- **Work to complete**
Copy the stretch of the radiation-effects abstract from "Power devices are" through "electronics in space." word for word.

- **Passage given**
-- -- --

ESR 07 WP2.2: Coupled radiation effects on emerging power devices

Short abstract:

New power device technologies (SiC, GaN, smart power) are very promising. However, a lot has still to be done to address the new degradation mechanisms of wide band gap power technologies. This study is essential to address the technological evolution of next generation on-board satellite power systems. The PhD work will investigate both the sensitivity to radiation (mixed field) of COTS power technologies (silicon, wide band gap, smartpower) and the impact of radiation-induced degradation on the time-to-end of functionality of the global system. This work aims at determining if, besides their appealing electrical performance, next generation power devices can meet the space applications’ requirements in terms of radiation behaviour. Devices under investigations will come from four different technologies: Si, SiC, GaN and smart power (including both driver logic and power stages). Very few or no results of the coupled aging and radiation effects exists for innovative power technologies. This ESR will profit from the basic mechanism analysis of ESR4 and its findings will be incorporated in ESR’s 15 guideline.

Long abstract:

Since the very beginning of the space conquest, space environment has been one of the major challenges for the operation of the space systems. Beyond some obvious military strategic interests, one can find many civil applications in space, such as earth observation (SPOT4, ERS-1, ERS-2) and navigation (GALILEO). Even though such applications have been remarkably developed from a technological viewpoint, one cannot neglect the effects on these systems by the harsh radiation environment in space.

Power devices are the key components for space applications. They are indeed used within energy conversion systems and are basically in the core of any satellite's power supply. Space is a harsh environment where embedded power MOSFETs are exposed to a strong radiative stress, which is known to affect the overall system reliability. Thus, ensuring the reliability of power stages is the first step to achieve when securing embedded electronics in space.

-- -- --

- **Source excerpt**
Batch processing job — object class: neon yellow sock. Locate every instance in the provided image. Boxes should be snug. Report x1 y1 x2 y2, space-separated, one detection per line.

-- -- --

- **Answer to this exercise**
Power devices are the key components for space applications. They are indeed used within energy conversion systems and are basically in the core of any satellite's power supply. Space is a harsh environment where embedded power MOSFETs are exposed to a strong radiative stress, which is known to affect the overall system reliability. Thus, ensuring the reliability of power stages is the first step to achieve when securing embedded electronics in space.